What to produce:
Set down, character for character, everything in the records below from the line holding "Study the picture above. For each instance of the wall" down to the line holding "Study the picture above. For each instance of the vanity", and no other line.

Data for analysis:

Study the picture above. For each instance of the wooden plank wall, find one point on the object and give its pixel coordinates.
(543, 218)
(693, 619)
* * *
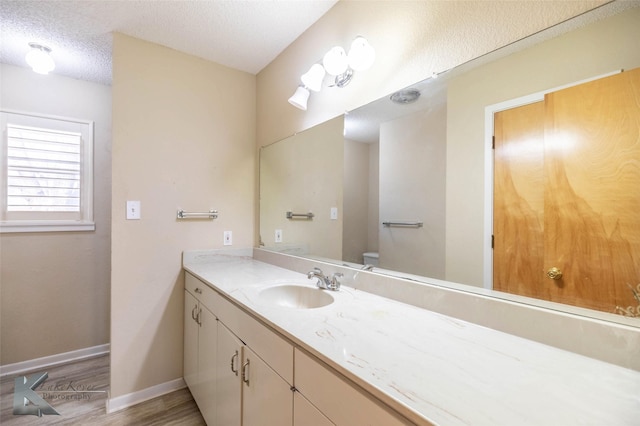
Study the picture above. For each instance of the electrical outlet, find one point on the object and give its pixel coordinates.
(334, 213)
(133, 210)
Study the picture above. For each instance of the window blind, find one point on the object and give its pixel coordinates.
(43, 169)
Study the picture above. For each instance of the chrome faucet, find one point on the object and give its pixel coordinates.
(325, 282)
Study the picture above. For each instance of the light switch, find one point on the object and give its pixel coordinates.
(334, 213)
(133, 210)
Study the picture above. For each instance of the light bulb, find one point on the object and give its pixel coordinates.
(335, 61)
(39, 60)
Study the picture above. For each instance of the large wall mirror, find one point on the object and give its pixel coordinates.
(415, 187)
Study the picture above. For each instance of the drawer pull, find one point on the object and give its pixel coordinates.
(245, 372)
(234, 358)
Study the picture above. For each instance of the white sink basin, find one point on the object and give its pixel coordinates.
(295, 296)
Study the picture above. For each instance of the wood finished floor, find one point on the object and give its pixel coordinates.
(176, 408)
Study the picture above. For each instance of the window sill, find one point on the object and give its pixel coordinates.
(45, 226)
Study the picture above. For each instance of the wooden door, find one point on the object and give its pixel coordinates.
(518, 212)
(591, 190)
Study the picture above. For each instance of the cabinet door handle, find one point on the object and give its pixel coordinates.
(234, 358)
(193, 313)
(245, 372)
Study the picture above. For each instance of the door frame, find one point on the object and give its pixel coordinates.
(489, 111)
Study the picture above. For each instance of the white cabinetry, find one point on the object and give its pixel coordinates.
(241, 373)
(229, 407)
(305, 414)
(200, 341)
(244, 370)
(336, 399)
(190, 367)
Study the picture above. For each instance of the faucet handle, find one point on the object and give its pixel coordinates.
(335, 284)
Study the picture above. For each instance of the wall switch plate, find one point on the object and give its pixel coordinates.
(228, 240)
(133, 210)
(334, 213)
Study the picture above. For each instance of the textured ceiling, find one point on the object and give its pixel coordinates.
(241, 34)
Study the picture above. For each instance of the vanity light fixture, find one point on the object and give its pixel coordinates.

Written reply:
Study the picture above. For each instance of the wall switch plate, find one point on the object and give its pixel coordinates.
(228, 240)
(133, 210)
(334, 213)
Study the picture above. For each instance of the textured ceiling, find one point on the object and give its pixel coordinates.
(241, 34)
Study the picture above. For each instance of the vanity light fixture, find one point on the object and give its pixel coordinates.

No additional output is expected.